[start of Input rows]
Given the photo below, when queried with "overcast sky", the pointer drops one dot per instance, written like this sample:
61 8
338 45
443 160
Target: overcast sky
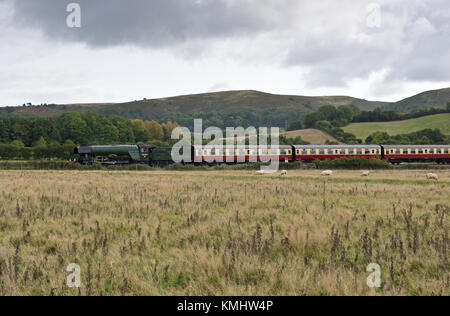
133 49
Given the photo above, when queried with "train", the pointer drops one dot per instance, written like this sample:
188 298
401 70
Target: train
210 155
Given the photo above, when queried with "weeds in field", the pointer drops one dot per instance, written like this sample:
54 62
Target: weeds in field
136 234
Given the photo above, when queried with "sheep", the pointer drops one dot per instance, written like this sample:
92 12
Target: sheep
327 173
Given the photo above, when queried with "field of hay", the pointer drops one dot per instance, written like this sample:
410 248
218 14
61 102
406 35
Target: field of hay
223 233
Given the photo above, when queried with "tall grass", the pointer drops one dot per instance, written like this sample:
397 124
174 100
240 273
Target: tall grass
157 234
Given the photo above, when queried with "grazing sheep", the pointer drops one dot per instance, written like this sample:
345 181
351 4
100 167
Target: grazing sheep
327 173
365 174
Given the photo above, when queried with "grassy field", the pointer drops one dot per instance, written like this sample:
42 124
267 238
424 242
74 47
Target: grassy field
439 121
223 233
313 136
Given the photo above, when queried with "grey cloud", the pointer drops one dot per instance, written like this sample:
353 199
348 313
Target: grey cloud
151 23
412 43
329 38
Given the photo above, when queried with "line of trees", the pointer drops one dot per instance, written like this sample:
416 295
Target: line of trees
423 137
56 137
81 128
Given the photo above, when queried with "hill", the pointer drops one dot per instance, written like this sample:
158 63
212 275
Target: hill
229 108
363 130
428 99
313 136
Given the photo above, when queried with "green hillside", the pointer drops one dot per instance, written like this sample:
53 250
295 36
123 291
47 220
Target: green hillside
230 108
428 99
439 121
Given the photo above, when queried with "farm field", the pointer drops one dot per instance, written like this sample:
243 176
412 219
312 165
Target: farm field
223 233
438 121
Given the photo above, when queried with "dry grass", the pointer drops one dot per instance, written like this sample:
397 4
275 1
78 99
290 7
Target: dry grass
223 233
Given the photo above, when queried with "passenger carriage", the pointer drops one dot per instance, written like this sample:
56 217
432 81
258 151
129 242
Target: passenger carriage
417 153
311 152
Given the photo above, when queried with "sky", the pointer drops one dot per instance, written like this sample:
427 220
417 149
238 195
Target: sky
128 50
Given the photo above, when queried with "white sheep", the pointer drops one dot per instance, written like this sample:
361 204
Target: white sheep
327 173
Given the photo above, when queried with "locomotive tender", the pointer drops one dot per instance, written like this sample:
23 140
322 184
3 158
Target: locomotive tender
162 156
[end of Input rows]
[start of Input rows]
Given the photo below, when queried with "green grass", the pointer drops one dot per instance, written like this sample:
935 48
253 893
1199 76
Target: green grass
[end of Input rows]
Extract every line of the material above that contains the string "passenger", treating uppercase and lowercase letters as distinct.

• Completed exercise:
Given the photo above, when queried with "passenger carriage", the pointer drops one dot per instance, written like this sample:
Target: passenger carriage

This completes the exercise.